# MATERIAL PROVIDED start

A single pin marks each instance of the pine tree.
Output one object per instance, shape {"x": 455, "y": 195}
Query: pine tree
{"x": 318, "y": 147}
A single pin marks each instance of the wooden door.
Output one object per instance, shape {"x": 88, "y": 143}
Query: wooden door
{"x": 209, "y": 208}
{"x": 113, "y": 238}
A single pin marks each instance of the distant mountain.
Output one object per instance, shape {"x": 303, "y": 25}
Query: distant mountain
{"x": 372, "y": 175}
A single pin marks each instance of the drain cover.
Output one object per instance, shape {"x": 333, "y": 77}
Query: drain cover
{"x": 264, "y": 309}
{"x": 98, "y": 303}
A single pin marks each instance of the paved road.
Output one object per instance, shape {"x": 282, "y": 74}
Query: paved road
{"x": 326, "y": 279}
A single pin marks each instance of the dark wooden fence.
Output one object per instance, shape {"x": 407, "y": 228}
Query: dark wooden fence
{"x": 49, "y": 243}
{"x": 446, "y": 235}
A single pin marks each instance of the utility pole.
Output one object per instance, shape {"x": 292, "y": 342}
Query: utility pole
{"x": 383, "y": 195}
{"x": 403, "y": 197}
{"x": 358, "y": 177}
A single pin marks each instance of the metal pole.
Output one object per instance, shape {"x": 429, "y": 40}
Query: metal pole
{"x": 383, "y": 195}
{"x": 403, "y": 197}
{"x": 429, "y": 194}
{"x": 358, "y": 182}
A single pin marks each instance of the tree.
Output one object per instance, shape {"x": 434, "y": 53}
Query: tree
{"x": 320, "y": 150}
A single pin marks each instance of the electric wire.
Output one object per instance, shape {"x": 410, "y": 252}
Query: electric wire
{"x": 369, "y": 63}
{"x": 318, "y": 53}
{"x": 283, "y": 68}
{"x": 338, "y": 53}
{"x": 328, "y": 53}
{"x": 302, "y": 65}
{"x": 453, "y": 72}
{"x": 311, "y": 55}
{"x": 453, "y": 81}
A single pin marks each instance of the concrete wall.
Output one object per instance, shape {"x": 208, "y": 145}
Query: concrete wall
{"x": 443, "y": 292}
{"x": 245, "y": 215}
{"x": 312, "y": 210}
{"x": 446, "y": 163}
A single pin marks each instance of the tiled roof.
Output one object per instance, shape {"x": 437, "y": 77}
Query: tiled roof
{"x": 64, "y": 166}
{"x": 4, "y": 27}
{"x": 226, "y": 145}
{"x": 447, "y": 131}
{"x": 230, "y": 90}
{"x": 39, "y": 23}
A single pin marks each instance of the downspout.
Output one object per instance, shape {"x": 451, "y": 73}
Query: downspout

# MATERIAL PROVIDED end
# MATERIAL PROVIDED start

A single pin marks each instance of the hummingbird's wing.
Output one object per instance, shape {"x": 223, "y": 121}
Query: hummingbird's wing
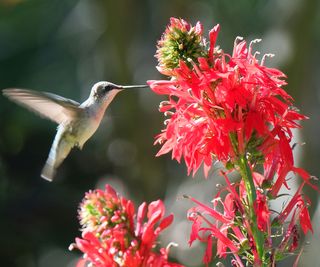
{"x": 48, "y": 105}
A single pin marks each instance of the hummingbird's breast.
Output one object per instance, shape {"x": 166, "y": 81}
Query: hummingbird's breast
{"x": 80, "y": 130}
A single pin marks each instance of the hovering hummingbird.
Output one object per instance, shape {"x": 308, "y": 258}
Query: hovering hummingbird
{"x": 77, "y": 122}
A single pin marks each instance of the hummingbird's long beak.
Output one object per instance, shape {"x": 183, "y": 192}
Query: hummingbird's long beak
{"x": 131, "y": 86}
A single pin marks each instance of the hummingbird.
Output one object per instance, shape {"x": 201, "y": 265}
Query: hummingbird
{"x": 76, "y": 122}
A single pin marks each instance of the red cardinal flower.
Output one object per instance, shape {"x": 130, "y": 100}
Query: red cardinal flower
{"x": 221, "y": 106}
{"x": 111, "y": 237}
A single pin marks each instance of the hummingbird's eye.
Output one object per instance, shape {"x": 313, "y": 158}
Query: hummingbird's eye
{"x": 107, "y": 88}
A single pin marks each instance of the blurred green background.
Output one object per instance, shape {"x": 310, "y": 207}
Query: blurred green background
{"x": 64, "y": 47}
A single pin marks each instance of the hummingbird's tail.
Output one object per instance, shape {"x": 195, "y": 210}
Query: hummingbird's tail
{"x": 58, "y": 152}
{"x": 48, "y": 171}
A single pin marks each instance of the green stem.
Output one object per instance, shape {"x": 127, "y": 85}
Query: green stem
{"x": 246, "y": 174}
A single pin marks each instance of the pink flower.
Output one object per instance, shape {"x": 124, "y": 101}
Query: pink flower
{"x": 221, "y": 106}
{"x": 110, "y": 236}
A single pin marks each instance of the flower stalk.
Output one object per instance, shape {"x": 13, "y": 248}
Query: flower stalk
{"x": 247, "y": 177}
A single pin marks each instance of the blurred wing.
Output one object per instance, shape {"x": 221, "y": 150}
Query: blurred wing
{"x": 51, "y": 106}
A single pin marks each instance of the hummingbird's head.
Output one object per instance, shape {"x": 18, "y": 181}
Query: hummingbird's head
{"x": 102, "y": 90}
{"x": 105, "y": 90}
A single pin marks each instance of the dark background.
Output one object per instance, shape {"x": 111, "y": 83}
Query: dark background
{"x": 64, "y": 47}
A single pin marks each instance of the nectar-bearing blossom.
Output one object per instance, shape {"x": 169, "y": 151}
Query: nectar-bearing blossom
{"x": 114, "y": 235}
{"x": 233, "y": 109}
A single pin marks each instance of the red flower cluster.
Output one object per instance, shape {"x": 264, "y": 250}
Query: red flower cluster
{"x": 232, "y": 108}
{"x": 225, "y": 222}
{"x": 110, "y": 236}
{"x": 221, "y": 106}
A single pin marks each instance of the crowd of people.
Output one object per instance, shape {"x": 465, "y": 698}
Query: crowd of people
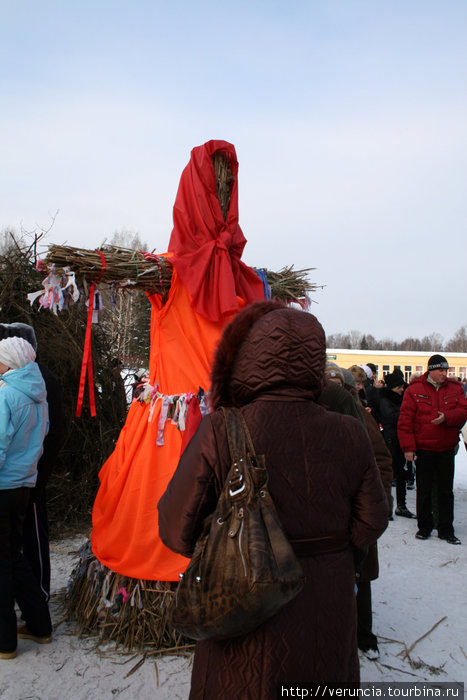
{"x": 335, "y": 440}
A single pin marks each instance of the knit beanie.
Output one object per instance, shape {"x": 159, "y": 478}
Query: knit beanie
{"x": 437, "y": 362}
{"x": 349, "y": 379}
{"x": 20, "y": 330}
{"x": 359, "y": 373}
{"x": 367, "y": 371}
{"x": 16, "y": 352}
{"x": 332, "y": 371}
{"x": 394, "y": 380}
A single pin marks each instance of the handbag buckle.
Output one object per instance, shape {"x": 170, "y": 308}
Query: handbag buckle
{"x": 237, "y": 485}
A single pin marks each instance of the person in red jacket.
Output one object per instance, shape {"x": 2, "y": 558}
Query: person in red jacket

# MATERIAL PROVIDED end
# MATERIAL PROVIDED start

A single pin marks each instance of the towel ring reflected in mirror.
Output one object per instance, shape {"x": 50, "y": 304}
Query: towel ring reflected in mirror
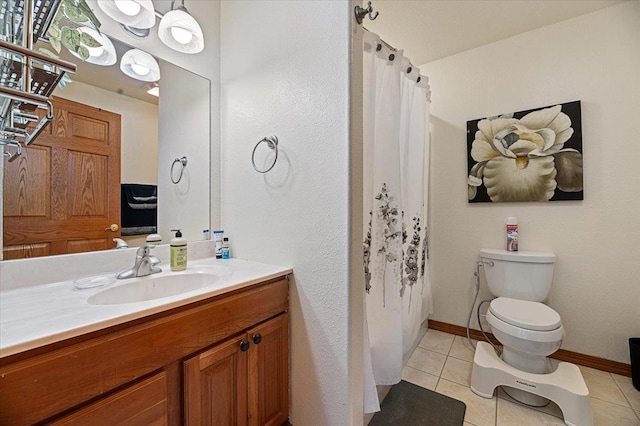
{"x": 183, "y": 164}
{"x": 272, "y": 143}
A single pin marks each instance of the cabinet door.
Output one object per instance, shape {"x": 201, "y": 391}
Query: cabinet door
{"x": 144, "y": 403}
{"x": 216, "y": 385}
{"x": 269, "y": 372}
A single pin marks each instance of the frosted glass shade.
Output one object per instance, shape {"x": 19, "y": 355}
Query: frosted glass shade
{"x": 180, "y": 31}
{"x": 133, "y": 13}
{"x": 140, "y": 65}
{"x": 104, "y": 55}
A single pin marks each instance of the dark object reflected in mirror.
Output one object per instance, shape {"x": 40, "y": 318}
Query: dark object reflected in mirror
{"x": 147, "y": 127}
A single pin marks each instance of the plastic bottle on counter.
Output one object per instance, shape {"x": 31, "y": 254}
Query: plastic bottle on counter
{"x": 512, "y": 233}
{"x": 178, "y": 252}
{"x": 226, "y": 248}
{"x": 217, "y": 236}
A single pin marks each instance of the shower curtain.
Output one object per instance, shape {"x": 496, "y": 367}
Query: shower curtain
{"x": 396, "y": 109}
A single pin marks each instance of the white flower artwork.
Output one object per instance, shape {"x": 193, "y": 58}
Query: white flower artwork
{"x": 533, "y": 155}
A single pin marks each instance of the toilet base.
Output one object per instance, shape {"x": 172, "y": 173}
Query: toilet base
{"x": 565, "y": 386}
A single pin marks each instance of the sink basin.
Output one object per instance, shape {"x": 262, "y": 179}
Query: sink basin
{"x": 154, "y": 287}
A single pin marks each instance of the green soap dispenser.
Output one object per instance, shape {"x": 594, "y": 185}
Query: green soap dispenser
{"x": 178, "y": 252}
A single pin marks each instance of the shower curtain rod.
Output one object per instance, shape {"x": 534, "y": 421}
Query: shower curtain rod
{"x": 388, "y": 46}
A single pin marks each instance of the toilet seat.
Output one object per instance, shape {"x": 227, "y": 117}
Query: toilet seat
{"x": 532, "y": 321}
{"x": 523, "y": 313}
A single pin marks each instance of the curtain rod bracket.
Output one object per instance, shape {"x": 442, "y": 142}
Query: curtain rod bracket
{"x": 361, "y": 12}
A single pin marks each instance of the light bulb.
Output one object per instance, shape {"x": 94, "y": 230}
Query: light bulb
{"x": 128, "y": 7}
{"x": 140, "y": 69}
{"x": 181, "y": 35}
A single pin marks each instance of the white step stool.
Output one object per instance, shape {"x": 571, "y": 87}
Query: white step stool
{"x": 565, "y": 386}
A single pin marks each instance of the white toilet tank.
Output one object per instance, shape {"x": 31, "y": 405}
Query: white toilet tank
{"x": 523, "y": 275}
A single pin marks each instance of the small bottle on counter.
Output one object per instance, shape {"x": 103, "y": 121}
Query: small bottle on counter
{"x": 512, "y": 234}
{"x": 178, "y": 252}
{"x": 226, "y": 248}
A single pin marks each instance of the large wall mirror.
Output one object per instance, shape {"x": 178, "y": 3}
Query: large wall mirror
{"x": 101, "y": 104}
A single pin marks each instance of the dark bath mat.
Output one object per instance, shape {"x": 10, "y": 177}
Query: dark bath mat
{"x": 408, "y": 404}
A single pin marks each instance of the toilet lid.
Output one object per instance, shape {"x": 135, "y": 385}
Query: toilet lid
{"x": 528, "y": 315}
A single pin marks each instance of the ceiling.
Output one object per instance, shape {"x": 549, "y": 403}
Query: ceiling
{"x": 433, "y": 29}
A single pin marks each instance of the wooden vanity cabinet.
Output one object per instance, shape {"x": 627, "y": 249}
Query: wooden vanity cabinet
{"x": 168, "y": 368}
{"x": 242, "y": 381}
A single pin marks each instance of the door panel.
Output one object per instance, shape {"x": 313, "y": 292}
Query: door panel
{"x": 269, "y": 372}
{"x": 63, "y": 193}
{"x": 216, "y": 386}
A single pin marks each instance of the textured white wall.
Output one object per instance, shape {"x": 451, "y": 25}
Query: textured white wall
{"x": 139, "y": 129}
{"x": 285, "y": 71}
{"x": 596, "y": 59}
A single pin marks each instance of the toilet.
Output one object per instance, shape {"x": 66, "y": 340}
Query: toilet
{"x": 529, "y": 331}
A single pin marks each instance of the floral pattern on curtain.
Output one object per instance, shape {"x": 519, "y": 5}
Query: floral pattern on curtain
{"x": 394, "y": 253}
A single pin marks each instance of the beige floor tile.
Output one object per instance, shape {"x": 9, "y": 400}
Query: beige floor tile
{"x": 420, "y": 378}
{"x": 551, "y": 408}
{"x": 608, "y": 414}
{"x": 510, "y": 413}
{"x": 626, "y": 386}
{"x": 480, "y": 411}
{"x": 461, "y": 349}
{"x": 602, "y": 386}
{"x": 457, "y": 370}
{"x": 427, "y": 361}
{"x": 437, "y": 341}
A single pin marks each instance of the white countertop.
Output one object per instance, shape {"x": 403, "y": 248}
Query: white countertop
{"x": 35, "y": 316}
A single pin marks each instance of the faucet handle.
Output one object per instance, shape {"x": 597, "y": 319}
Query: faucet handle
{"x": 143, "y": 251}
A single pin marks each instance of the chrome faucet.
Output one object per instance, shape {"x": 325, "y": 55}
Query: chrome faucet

# MATERIAL PROVIDED end

[WORK TO COMPLETE] How many lines in the items above contain the word "head"? Case counts, and reply with the number alone.

[RESPONSE TO THE EXERCISE] 2